Extracted text:
┏━━
Hey Pat , what trigger group did you get. I have the TG2000 with the 2 lb pull.


----------



## horned frog (Nov 9, 2008)

Please let us know about that .12" group with a .22 LR at 100 yards.
I am curious but skeptical.


----------



## JOHNNY QUEST (Mar 6, 2006)

horned frog said:


> Please let us know about that .12" group with a .22 LR at 100 yards.
> I am curious but skeptical.


That's in a vise in a controlled enviro. I can't see good enough to shoot a 1" group at 100. But on a bag and wearing my trifocals I might get close


----------



## horned frog (Nov 9, 2008)

Sweet build!


----------



## jaime1982 (Aug 25, 2009)

Nice rifle!


----------



## Law Dog (Jul 27, 2010)

Well done!


----------



## JOHNNY QUEST (Mar 6, 2006)
┗━━
Information supplied:
┏━━
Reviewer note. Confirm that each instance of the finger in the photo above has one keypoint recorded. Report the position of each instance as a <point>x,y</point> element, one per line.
┗━━
What to produce: Please carry on the forum thread about the .22 LR rifle build from the point where it stops. The material is from a separate source.

Reply to the exercise:
Thanks guys. All I can say is there will be dead ***** scattered all over the ranch. She is he77 bent on that perfect **** skin cap. I can just see it now. Face palm. I can hear it now. That one has a crooked tail. That ones color is dim. That one is too small, that one Has a funny looking face. :ac550:


----------



## Newbomb Turk (Sep 16, 2005)

Nice 10/22 you got there JQ. I picked up my silencer yesterday, paperwork was only 4 1/2 months. I'm going to try and get to the range in a few weeks.. There were no Ruger parts in this build. :cheers:


----------



## Big Guns 1971 (Nov 7, 2013)

Do you know if that barrel is available for a 22-250.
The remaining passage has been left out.